DIRECTIONS FOR THIS TASK:
Set down all of the entries below word for word, with the pictures left out.

+++

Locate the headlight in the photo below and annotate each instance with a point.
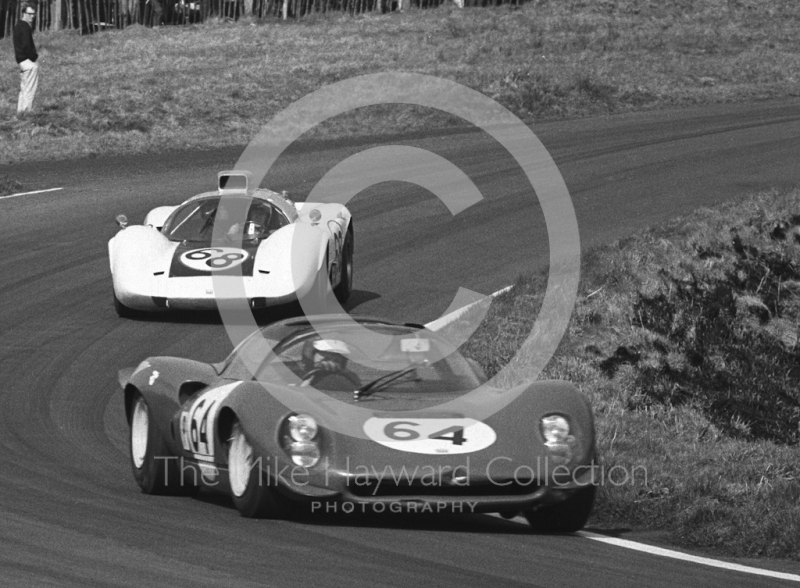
(555, 429)
(302, 428)
(304, 454)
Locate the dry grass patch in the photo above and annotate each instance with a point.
(685, 338)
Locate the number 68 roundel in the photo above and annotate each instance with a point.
(431, 435)
(198, 421)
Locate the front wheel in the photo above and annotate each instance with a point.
(345, 286)
(565, 517)
(155, 470)
(122, 310)
(250, 490)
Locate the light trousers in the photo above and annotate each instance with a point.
(29, 81)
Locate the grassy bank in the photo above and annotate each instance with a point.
(216, 84)
(685, 338)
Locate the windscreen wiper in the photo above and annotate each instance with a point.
(382, 382)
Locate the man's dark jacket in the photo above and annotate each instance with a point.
(23, 42)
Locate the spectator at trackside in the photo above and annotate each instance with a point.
(26, 56)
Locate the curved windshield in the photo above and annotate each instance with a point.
(339, 359)
(195, 221)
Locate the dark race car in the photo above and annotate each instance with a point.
(221, 427)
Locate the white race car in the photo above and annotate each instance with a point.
(282, 252)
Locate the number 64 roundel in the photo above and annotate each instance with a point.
(433, 436)
(199, 419)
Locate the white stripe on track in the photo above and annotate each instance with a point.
(706, 561)
(29, 193)
(445, 320)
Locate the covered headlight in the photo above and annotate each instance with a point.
(557, 439)
(302, 427)
(555, 429)
(304, 453)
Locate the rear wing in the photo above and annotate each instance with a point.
(234, 182)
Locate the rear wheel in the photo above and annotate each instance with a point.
(155, 470)
(345, 287)
(250, 488)
(316, 300)
(565, 517)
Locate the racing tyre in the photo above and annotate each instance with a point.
(565, 517)
(345, 286)
(122, 310)
(250, 488)
(316, 301)
(155, 470)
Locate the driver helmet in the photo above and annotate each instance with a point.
(327, 354)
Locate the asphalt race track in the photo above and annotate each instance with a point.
(71, 512)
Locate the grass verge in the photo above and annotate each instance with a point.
(685, 338)
(142, 89)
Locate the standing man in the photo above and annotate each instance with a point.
(26, 55)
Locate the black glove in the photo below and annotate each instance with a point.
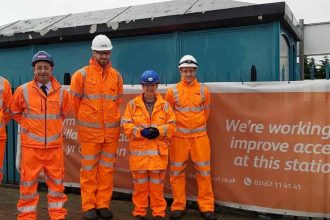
(146, 133)
(154, 132)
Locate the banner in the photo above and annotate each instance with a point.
(270, 147)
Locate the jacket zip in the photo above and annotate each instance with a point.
(45, 121)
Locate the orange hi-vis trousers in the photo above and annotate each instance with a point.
(33, 161)
(2, 155)
(148, 183)
(96, 174)
(198, 148)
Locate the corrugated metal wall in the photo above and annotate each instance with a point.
(224, 55)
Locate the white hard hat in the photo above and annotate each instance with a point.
(101, 43)
(188, 61)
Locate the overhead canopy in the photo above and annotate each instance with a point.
(145, 19)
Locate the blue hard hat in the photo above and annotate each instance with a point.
(42, 56)
(149, 77)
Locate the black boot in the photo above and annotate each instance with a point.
(104, 213)
(209, 215)
(177, 214)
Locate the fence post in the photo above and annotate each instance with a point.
(253, 73)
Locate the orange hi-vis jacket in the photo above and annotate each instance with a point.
(191, 105)
(40, 116)
(5, 99)
(97, 94)
(148, 154)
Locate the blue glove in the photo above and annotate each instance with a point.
(146, 133)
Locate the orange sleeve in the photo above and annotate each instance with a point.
(76, 91)
(167, 130)
(130, 129)
(207, 103)
(17, 105)
(120, 90)
(66, 106)
(7, 98)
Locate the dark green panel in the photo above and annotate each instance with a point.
(131, 56)
(228, 54)
(15, 65)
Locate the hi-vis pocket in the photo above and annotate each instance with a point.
(162, 149)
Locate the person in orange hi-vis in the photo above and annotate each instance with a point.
(40, 107)
(5, 99)
(190, 101)
(96, 92)
(149, 123)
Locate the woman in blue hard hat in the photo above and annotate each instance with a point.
(149, 123)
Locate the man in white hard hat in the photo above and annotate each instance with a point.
(96, 92)
(190, 101)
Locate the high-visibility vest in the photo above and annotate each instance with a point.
(148, 154)
(5, 99)
(40, 116)
(97, 94)
(191, 105)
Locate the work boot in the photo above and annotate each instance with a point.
(90, 215)
(209, 215)
(177, 214)
(104, 213)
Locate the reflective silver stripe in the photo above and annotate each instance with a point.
(190, 109)
(112, 125)
(90, 157)
(132, 103)
(201, 164)
(126, 121)
(108, 155)
(176, 94)
(178, 164)
(41, 116)
(27, 208)
(26, 96)
(144, 152)
(165, 130)
(76, 94)
(38, 138)
(28, 183)
(111, 97)
(140, 181)
(204, 173)
(88, 167)
(93, 96)
(54, 193)
(89, 124)
(106, 164)
(202, 92)
(155, 181)
(176, 173)
(28, 196)
(55, 205)
(166, 106)
(61, 98)
(206, 107)
(55, 181)
(190, 131)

+++

EXERCISE SOLUTION:
Locate the headlight in the photo below and annotate each instance with a point.
(555, 429)
(302, 428)
(304, 454)
Locate the dry grass patch in the photo above and annotate each instance with a point.
(685, 338)
Locate the number 68 roundel in the photo above and annotate each instance with a point.
(431, 435)
(198, 421)
Locate the front wheel in the photo above and annotate each instance with a point.
(345, 286)
(565, 517)
(155, 470)
(122, 310)
(250, 490)
Locate the light trousers in the photo above and annotate each instance with a point.
(29, 81)
Locate the grassy bank in the photo above and annotate each instance with a point.
(216, 84)
(685, 338)
Locate the windscreen wiper in the photo above and annotate each instance with a point.
(382, 382)
Locate the man's dark jacket in the photo above and annotate each instance with a point.
(23, 42)
Locate the spectator at trackside in the photo above and annotate each instance with a point.
(26, 56)
Locate the curved windshield in the photo above and annotate each instance with a point.
(339, 359)
(195, 221)
Locate the dark race car in the photo above and annotate each instance with a point.
(221, 427)
Locate the white race car in the photo above and annotate each instance with a point.
(282, 252)
Locate the number 64 roundel in the photo above and annotate each instance with a point.
(433, 436)
(199, 419)
Locate the white stripe on track in the photo above and annotate each instance with a point.
(706, 561)
(29, 193)
(445, 320)
Locate the covered headlight in the photo above and annotate each instance with a point.
(557, 439)
(302, 427)
(555, 429)
(304, 453)
Locate the rear wing in the photo above and annotate each instance with a point.
(234, 182)
Locate the rear wheel in the photo above and annotate each instance with a point.
(155, 470)
(345, 287)
(250, 488)
(316, 300)
(565, 517)
Locate the racing tyre in the photo above and annotate each instance with a point.
(565, 517)
(345, 286)
(122, 310)
(250, 488)
(316, 301)
(155, 470)
Locate the driver helmet in the photo above and annotate each instance with a point.
(327, 354)
Locate the asphalt race track in the photo above and annotate each instance with a point.
(71, 512)
Locate the grass verge in the photo above and annotate each instance with a point.
(685, 338)
(142, 89)
Locate the standing man in the photo above and annotate each instance with a point.
(26, 55)
Locate the black glove in the photo below and annotate each instance with a point.
(146, 133)
(154, 132)
Locate the banner in the photo above and annotate each instance with a point.
(270, 147)
Locate the jacket zip in the photo above and annotate each instance with a point.
(45, 121)
Locate the orange hi-vis trousers in the photo above and annotate each instance with a point.
(33, 161)
(2, 155)
(148, 183)
(96, 174)
(198, 148)
Locate the corrugated metal wall in the photo above and annotate each instance with a point.
(224, 55)
Locate the white hard hat in the photo above and annotate each instance with a point.
(101, 43)
(188, 61)
Locate the overhead canopy in the photo above and annotate each instance with a point.
(145, 19)
Locate the blue hard hat in the photo above and annotate each instance with a point.
(42, 56)
(149, 77)
Locate the black boot in the photo above and annotate each instance with a point.
(104, 213)
(209, 215)
(177, 214)
Locate the fence post in the photo above and annotate each instance with a point.
(253, 73)
Locate the orange hi-vis jacket in the photo above and annotate each instance with a point.
(191, 105)
(40, 116)
(5, 99)
(97, 94)
(148, 154)
Locate the blue glove in the photo above and annotate each instance with a point.
(146, 133)
Locate the orange sleeve in the photo above and annotate each instance with a point.
(76, 91)
(167, 130)
(130, 129)
(207, 103)
(17, 105)
(120, 90)
(66, 106)
(7, 98)
Locate the dark green panel in the photo above and annotate each instance with a point.
(131, 56)
(228, 54)
(15, 65)
Locate the hi-vis pocket in the photo above and annotate each instance with a point.
(162, 149)
Locate the person in orange hi-vis in the photo above and annotate each instance with a point.
(40, 107)
(5, 99)
(190, 101)
(96, 92)
(149, 123)
Locate the woman in blue hard hat in the photo above and annotate each instance with a point.
(149, 123)
Locate the man in white hard hat in the photo above and annotate each instance with a point.
(96, 92)
(190, 101)
Locate the high-visibility vest in the photo above and annotate each instance with a point.
(148, 154)
(5, 99)
(40, 116)
(97, 94)
(191, 105)
Locate the work boot in the photo above and annotate each instance with a point.
(90, 215)
(209, 215)
(177, 214)
(104, 213)
Locate the reflective silver stripe in the photo above and annotate each instance with a point.
(190, 109)
(112, 125)
(90, 157)
(132, 103)
(201, 164)
(126, 121)
(108, 155)
(176, 94)
(178, 164)
(41, 116)
(27, 208)
(26, 96)
(144, 152)
(165, 130)
(76, 94)
(38, 138)
(28, 183)
(111, 97)
(140, 181)
(204, 173)
(88, 167)
(93, 96)
(54, 193)
(89, 124)
(106, 164)
(202, 92)
(155, 181)
(176, 173)
(28, 196)
(55, 205)
(166, 106)
(61, 98)
(206, 107)
(55, 181)
(190, 131)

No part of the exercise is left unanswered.